## What you are asked to do
Reproduce the forum thread about transposing a formula in full, word for word.

## Text passage
# Thread: Tricky Transposition of Formula

1. ## Tricky Transposition of Formula

Hi there, I am studying for an engineering degree, and need to transpose this formula. I'm normally ok at this, however on this particular one I keep getting a very slightly different answer to the text book.

I need to transpose this for (A2):

q=(A)squareroot[(2gh/(A/A2)^2 -1]

Sorry about the messy presentation, I don't know how to use the code to make nice formulas! The bit in [square brackets] is all uner the squareroot.

A2=+/- squareroot[(q^2)(A^2)-q^2/2ghA2]

In the text book, the -q^2 is +q^2 and is on the bottom of the fraction.

Any help with this would be greatly appriciated.

2. Originally Posted by mikewhant
I need to transpose this for (A2):

q=(A)squareroot[(2gh/(A/A2)^2 -1]

$\displaystyle q = A\sqrt{\frac{2gh}{\left(\frac{A}{A_2}\right)^2 - 1}}$

or

$\displaystyle q = A\sqrt{\frac{2gh}{\left(\frac{A}{A_2}\right)^2} - 1}$

what you posted is the second interpretation.

3. Hello,

It is the first one you posted. Sorry about that!

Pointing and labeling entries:
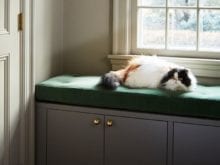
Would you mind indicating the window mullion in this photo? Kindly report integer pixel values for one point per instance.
(198, 26)
(166, 26)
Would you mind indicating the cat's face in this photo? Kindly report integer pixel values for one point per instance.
(178, 79)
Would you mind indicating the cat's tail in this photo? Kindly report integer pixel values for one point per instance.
(111, 80)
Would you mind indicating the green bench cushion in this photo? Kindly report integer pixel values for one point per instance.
(85, 91)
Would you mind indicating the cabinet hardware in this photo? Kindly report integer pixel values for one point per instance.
(109, 123)
(96, 121)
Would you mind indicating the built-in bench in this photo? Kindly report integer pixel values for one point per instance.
(79, 122)
(85, 90)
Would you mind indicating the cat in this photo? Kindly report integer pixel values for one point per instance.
(151, 72)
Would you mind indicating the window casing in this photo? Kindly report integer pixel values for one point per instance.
(156, 30)
(205, 64)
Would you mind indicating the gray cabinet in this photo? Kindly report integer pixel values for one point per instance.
(130, 141)
(79, 138)
(196, 144)
(74, 138)
(73, 135)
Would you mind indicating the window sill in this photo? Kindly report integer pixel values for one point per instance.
(206, 70)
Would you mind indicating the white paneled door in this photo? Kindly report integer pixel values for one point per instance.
(10, 82)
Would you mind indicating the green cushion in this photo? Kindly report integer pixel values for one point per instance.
(85, 91)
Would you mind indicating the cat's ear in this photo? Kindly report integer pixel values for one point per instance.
(186, 71)
(169, 75)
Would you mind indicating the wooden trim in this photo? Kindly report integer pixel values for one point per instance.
(27, 86)
(207, 70)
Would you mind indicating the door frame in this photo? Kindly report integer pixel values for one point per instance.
(27, 118)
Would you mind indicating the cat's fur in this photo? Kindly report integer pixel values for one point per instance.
(151, 72)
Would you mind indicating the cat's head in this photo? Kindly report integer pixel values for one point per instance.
(179, 79)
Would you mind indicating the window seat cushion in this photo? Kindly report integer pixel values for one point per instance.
(85, 91)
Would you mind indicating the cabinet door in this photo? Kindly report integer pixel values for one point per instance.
(74, 138)
(130, 141)
(196, 144)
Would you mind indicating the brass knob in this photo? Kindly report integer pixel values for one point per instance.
(96, 121)
(109, 123)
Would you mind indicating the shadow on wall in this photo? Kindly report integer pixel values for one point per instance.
(89, 58)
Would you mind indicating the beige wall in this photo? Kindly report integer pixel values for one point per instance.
(48, 29)
(87, 36)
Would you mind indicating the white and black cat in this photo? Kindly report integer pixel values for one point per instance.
(151, 72)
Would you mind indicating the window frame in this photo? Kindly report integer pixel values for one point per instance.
(205, 65)
(168, 52)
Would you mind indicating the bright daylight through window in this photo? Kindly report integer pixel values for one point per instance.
(179, 25)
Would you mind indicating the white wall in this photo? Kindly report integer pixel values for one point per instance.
(71, 36)
(87, 36)
(48, 36)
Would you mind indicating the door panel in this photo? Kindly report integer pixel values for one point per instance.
(196, 144)
(135, 141)
(73, 138)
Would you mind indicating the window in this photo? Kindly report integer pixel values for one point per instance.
(183, 25)
(186, 32)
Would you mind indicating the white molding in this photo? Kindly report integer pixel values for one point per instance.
(5, 58)
(27, 87)
(206, 69)
(121, 26)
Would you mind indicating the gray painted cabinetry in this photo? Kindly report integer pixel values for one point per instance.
(72, 135)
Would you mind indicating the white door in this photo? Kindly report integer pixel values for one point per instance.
(10, 82)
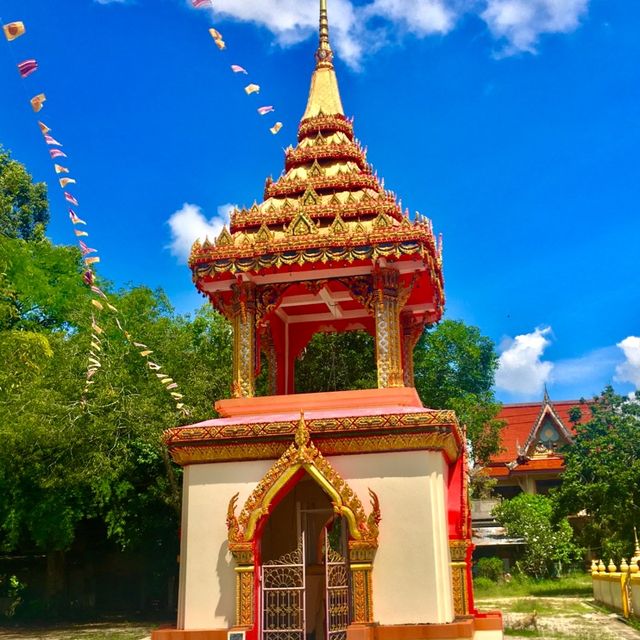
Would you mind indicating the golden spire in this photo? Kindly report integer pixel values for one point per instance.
(324, 96)
(324, 54)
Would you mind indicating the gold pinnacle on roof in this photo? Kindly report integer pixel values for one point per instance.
(324, 95)
(324, 54)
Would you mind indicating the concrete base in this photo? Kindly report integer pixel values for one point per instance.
(487, 627)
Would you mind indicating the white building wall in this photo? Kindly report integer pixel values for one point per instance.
(411, 571)
(207, 576)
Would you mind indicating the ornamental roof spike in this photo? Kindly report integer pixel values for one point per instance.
(225, 239)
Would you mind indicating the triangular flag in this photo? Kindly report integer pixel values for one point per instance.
(37, 102)
(13, 30)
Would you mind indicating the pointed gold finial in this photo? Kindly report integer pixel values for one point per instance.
(324, 54)
(302, 433)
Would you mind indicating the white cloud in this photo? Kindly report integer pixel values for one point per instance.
(593, 368)
(189, 224)
(521, 22)
(361, 29)
(422, 17)
(521, 370)
(629, 370)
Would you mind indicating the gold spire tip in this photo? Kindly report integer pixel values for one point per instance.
(324, 54)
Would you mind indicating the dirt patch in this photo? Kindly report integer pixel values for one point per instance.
(554, 618)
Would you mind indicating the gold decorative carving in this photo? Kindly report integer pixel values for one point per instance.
(362, 593)
(459, 576)
(386, 308)
(436, 430)
(225, 239)
(244, 339)
(244, 596)
(411, 331)
(302, 225)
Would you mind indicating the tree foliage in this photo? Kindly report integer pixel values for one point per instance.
(24, 210)
(602, 475)
(549, 544)
(455, 368)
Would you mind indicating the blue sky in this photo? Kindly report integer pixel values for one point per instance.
(513, 124)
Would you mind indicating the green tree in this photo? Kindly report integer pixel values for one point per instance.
(549, 544)
(336, 362)
(24, 210)
(602, 474)
(65, 462)
(455, 368)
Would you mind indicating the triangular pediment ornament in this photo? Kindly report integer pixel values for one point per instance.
(547, 433)
(301, 225)
(225, 239)
(302, 454)
(309, 198)
(264, 234)
(315, 171)
(244, 240)
(382, 220)
(338, 226)
(359, 229)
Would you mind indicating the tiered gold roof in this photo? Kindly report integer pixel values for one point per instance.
(328, 205)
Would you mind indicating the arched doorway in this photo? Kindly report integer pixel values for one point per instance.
(302, 511)
(305, 591)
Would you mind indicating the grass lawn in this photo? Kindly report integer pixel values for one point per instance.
(119, 630)
(577, 585)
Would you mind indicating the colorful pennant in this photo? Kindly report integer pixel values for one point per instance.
(37, 102)
(13, 30)
(27, 67)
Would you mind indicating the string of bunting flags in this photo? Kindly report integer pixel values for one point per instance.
(100, 301)
(251, 88)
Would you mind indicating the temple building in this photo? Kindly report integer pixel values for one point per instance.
(532, 440)
(530, 461)
(339, 515)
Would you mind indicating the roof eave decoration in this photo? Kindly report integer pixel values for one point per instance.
(302, 454)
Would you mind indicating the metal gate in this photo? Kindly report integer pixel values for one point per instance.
(338, 605)
(283, 595)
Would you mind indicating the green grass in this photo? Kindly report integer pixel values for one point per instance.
(92, 631)
(573, 585)
(545, 607)
(530, 633)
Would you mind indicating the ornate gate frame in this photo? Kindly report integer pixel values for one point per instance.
(244, 530)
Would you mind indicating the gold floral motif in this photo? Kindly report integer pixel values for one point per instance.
(185, 453)
(459, 576)
(387, 318)
(362, 594)
(303, 454)
(244, 596)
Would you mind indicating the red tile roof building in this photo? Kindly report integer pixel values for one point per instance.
(532, 440)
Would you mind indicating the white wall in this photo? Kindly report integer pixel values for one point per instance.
(411, 572)
(207, 576)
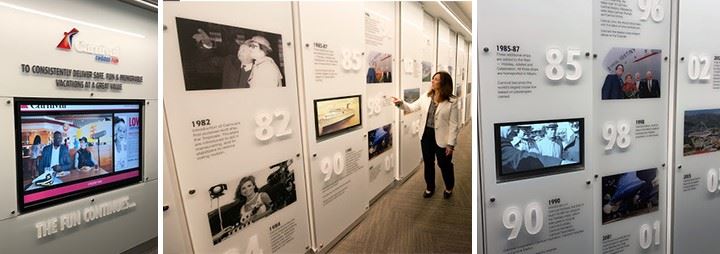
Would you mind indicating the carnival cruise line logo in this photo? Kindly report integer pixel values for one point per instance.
(102, 53)
(66, 42)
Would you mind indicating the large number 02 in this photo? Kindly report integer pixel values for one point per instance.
(265, 131)
(513, 219)
(555, 71)
(712, 180)
(699, 67)
(351, 60)
(647, 234)
(336, 165)
(619, 135)
(652, 8)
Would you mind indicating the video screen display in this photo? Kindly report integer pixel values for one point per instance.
(72, 148)
(335, 115)
(538, 148)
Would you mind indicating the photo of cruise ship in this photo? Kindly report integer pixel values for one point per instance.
(702, 132)
(334, 115)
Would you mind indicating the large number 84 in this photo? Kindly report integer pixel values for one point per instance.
(555, 71)
(513, 220)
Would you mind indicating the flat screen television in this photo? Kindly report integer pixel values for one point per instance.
(538, 148)
(337, 115)
(67, 149)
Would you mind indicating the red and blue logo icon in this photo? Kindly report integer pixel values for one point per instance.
(102, 53)
(66, 42)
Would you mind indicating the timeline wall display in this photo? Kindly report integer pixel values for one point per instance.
(632, 75)
(250, 195)
(414, 48)
(534, 116)
(696, 197)
(339, 170)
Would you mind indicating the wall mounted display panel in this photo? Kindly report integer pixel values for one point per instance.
(335, 65)
(98, 58)
(103, 61)
(630, 99)
(238, 159)
(696, 196)
(542, 213)
(381, 35)
(414, 71)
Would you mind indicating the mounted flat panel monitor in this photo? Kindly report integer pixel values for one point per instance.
(538, 148)
(337, 115)
(68, 149)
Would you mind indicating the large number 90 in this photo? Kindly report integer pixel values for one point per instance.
(513, 219)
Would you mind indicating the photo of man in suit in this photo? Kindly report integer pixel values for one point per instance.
(56, 156)
(612, 87)
(650, 87)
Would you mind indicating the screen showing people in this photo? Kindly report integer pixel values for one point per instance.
(216, 56)
(632, 73)
(629, 194)
(527, 149)
(73, 147)
(249, 199)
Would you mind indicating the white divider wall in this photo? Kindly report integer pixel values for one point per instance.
(411, 57)
(343, 198)
(559, 206)
(696, 202)
(381, 36)
(429, 48)
(34, 40)
(460, 76)
(246, 117)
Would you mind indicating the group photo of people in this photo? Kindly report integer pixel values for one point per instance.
(633, 74)
(217, 56)
(536, 146)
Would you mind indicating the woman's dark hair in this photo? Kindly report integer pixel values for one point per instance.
(238, 192)
(445, 86)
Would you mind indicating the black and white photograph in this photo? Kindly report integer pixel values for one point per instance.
(629, 194)
(249, 199)
(379, 67)
(526, 149)
(379, 140)
(216, 56)
(632, 73)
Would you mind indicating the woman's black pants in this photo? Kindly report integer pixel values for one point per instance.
(430, 150)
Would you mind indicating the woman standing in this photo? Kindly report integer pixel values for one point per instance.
(438, 138)
(265, 72)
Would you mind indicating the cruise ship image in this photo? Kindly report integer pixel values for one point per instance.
(336, 119)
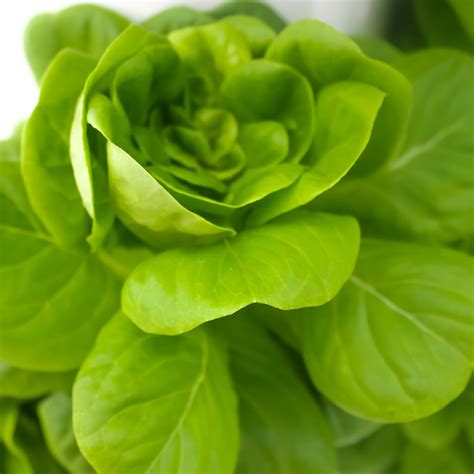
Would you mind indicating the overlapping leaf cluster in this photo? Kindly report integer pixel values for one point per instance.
(209, 164)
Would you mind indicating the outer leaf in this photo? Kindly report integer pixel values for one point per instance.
(46, 165)
(20, 383)
(428, 191)
(325, 56)
(438, 430)
(24, 449)
(396, 343)
(296, 261)
(348, 430)
(344, 116)
(176, 18)
(146, 403)
(447, 23)
(378, 48)
(283, 429)
(52, 301)
(87, 28)
(55, 414)
(256, 9)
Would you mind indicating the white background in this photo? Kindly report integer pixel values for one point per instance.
(18, 91)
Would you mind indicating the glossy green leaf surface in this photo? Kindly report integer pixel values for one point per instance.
(310, 46)
(348, 429)
(260, 10)
(46, 165)
(52, 301)
(271, 425)
(404, 303)
(168, 407)
(150, 211)
(377, 454)
(86, 28)
(21, 383)
(55, 415)
(175, 18)
(427, 193)
(196, 285)
(344, 116)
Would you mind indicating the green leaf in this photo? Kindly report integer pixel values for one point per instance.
(180, 289)
(257, 9)
(258, 34)
(55, 415)
(443, 427)
(377, 48)
(396, 343)
(21, 383)
(176, 18)
(167, 407)
(87, 28)
(52, 301)
(348, 429)
(150, 211)
(262, 91)
(87, 148)
(282, 427)
(428, 461)
(210, 53)
(447, 23)
(16, 209)
(344, 116)
(45, 161)
(374, 455)
(324, 56)
(427, 193)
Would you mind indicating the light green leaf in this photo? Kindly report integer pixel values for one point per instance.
(259, 10)
(295, 261)
(344, 116)
(282, 427)
(21, 383)
(262, 91)
(443, 427)
(377, 48)
(167, 407)
(52, 301)
(348, 429)
(396, 343)
(376, 454)
(176, 18)
(24, 449)
(257, 34)
(86, 28)
(427, 461)
(324, 56)
(150, 211)
(210, 53)
(45, 161)
(427, 193)
(55, 415)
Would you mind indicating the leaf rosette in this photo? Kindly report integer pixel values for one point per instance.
(216, 127)
(211, 133)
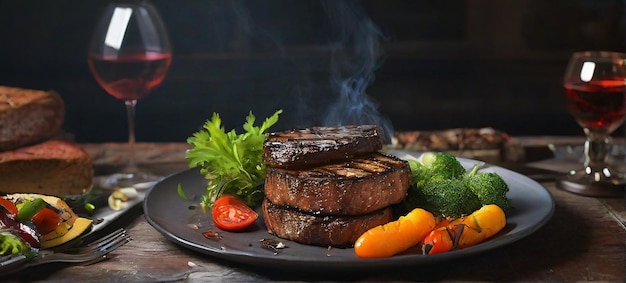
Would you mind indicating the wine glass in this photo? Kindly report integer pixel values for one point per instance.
(594, 84)
(129, 56)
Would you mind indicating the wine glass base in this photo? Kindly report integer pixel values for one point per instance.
(580, 185)
(139, 180)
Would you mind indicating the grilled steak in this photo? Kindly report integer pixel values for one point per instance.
(336, 231)
(319, 145)
(358, 186)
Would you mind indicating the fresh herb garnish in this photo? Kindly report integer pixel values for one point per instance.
(232, 163)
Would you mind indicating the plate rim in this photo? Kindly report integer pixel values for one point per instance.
(395, 261)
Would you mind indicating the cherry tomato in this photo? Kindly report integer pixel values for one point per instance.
(231, 214)
(46, 220)
(9, 206)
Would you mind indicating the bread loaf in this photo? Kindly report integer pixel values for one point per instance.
(52, 167)
(28, 116)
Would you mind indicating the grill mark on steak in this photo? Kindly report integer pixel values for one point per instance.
(319, 145)
(355, 187)
(336, 231)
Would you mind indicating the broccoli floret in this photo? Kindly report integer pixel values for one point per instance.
(444, 197)
(489, 187)
(11, 244)
(435, 165)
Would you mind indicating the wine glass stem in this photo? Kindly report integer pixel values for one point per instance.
(131, 167)
(597, 149)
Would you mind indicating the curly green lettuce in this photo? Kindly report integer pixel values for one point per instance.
(231, 162)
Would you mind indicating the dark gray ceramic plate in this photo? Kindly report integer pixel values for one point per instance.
(171, 215)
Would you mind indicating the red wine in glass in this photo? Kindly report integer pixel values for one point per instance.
(595, 85)
(129, 56)
(130, 76)
(597, 105)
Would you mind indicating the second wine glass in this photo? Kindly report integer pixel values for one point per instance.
(594, 85)
(129, 56)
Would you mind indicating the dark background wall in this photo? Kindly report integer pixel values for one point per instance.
(441, 64)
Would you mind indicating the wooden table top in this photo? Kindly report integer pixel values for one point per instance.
(583, 241)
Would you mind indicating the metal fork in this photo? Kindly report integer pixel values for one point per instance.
(91, 253)
(88, 254)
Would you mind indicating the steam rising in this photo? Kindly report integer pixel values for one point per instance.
(355, 57)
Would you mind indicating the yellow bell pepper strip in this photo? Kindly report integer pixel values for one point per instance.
(396, 236)
(466, 231)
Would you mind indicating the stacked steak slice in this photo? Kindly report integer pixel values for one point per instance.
(327, 185)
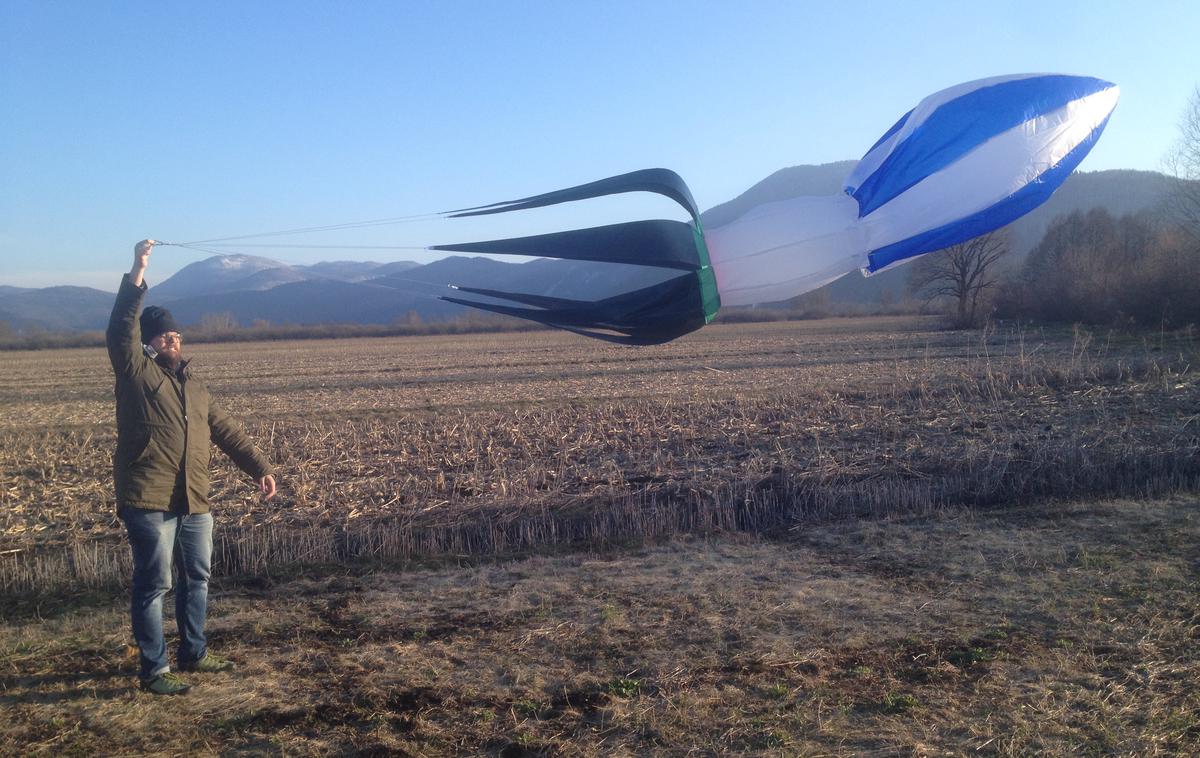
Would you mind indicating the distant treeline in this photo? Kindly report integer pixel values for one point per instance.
(1091, 268)
(1095, 268)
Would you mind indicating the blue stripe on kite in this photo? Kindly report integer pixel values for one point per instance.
(961, 125)
(991, 217)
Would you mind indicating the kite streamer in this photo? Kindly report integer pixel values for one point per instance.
(964, 162)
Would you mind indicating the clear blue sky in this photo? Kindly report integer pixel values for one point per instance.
(191, 120)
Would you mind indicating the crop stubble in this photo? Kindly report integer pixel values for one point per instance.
(436, 446)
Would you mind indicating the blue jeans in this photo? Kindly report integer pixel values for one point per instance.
(157, 540)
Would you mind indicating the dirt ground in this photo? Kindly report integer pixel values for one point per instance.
(1047, 629)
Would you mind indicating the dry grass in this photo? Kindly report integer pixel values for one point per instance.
(1049, 630)
(412, 447)
(964, 609)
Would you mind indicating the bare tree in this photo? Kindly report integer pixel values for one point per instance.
(1185, 163)
(961, 274)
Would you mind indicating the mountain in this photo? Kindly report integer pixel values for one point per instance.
(252, 288)
(58, 308)
(220, 274)
(1117, 191)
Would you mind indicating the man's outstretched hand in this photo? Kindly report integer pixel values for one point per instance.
(141, 260)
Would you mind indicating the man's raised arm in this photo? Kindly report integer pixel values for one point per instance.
(124, 346)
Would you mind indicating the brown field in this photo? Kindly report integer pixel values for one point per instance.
(841, 537)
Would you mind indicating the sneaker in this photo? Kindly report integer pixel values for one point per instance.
(208, 665)
(167, 683)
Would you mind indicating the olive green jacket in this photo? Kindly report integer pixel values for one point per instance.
(166, 423)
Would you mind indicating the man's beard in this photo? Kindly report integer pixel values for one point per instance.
(169, 359)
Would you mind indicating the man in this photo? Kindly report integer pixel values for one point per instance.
(166, 421)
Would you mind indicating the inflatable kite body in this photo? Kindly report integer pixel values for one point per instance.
(964, 162)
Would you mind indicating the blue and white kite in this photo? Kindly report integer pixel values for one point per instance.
(965, 161)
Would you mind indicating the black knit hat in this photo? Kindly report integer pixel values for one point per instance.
(156, 320)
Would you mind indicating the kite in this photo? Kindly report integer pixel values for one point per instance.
(965, 161)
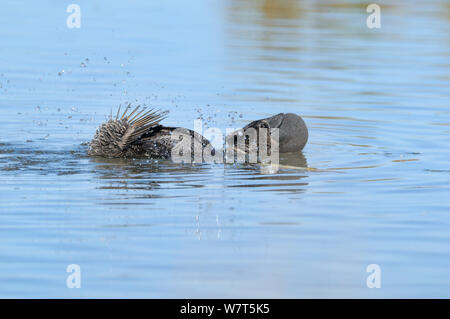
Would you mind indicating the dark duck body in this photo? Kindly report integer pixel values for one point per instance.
(139, 133)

## Answer to this problem
# Thread: Tricky Transposition of Formula

1. ## Tricky Transposition of Formula

Hi there, I am studying for an engineering degree, and need to transpose this formula. I'm normally ok at this, however on this particular one I keep getting a very slightly different answer to the text book.

I need to transpose this for (A2):

q=(A)squareroot[(2gh/(A/A2)^2 -1]

Sorry about the messy presentation, I don't know how to use the code to make nice formulas! The bit in [square brackets] is all uner the squareroot.

A2=+/- squareroot[(q^2)(A^2)-q^2/2ghA2]

In the text book, the -q^2 is +q^2 and is on the bottom of the fraction.

Any help with this would be greatly appriciated.

2. Originally Posted by mikewhant
I need to transpose this for (A2):

q=(A)squareroot[(2gh/(A/A2)^2 -1]

$\displaystyle q = A\sqrt{\frac{2gh}{\left(\frac{A}{A_2}\right)^2 - 1}}$

or

$\displaystyle q = A\sqrt{\frac{2gh}{\left(\frac{A}{A_2}\right)^2} - 1}$

what you posted is the second interpretation.

3. Hello,

It is the first one you posted. Sorry about that!